▸ Your instructions
Reproduce verbatim the lines of the entries from the one containing "Task: point out the green stem" through the final line, both included. Output only those lines.

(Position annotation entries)

========

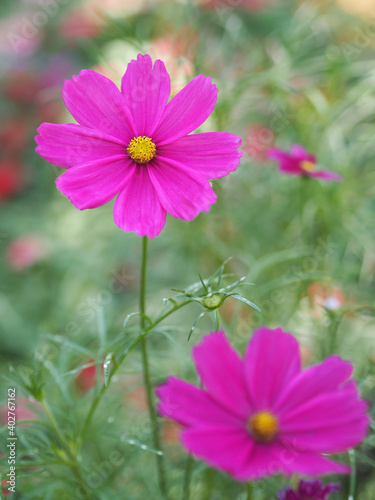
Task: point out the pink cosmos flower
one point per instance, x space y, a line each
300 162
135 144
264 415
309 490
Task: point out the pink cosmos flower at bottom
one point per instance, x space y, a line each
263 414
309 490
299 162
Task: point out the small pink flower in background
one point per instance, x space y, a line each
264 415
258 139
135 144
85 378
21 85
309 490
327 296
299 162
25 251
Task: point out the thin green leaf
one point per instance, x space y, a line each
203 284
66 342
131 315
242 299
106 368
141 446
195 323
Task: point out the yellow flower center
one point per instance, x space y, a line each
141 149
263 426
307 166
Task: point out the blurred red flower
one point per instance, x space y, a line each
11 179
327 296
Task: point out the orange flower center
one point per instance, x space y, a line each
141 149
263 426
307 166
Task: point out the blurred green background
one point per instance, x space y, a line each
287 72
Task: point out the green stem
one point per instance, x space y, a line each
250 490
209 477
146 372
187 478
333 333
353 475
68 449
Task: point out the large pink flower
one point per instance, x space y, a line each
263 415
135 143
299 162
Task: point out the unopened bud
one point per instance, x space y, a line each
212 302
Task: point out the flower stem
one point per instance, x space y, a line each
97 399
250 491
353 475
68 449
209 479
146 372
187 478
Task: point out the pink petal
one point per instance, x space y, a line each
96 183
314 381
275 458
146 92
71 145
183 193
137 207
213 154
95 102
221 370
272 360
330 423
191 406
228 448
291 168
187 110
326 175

========

▸ Exercise response
Task: point out the green stem
one point per instance, x space y, a line each
250 490
209 477
146 372
187 478
333 333
353 475
68 449
Task: point out the large pink flower
one point per instance, x space y, a line each
263 415
135 143
299 162
Task: point out the unopened bud
one point per instance, x space y, a line each
212 302
Task: point out the flower stem
one point per instance, x space y, a line each
97 399
250 491
353 475
68 449
209 479
146 372
187 478
Task: point out the pink petal
one point per instance, x space y, a line each
96 183
314 381
275 458
146 92
71 145
183 193
137 207
213 154
95 102
221 370
272 360
330 423
191 406
228 448
291 168
187 110
326 175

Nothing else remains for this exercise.